» **Dataset records**:
■ ■ ■ ■

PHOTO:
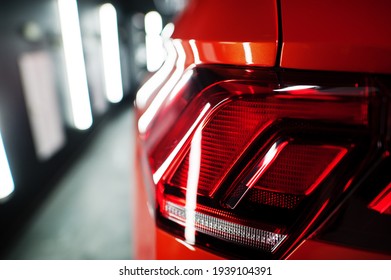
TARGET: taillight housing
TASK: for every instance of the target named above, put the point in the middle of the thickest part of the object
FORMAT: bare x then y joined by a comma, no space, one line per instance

■ ■ ■ ■

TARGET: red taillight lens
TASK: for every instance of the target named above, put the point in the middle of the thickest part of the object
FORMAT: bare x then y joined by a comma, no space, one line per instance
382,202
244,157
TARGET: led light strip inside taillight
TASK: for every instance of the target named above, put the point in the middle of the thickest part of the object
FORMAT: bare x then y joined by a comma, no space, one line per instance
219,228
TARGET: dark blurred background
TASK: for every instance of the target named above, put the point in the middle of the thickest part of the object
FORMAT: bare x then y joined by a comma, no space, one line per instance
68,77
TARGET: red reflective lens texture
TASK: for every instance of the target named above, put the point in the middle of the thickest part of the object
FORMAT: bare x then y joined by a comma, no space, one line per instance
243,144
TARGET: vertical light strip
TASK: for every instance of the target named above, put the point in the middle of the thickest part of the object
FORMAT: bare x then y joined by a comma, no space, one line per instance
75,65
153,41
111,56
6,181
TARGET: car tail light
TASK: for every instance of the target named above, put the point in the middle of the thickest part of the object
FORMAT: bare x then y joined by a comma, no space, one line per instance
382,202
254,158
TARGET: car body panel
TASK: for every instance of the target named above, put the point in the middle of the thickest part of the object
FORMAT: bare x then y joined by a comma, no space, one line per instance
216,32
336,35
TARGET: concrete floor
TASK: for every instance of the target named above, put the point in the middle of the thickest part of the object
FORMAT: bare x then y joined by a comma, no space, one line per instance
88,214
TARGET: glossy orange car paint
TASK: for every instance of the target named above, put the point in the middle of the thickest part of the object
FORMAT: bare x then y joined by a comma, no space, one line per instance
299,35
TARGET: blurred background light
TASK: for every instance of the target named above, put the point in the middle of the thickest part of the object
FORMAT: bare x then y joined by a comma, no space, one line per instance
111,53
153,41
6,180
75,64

■ ■ ■ ■

Count the lines in the listing above that contain the string "blurred". Reply with the number only.

2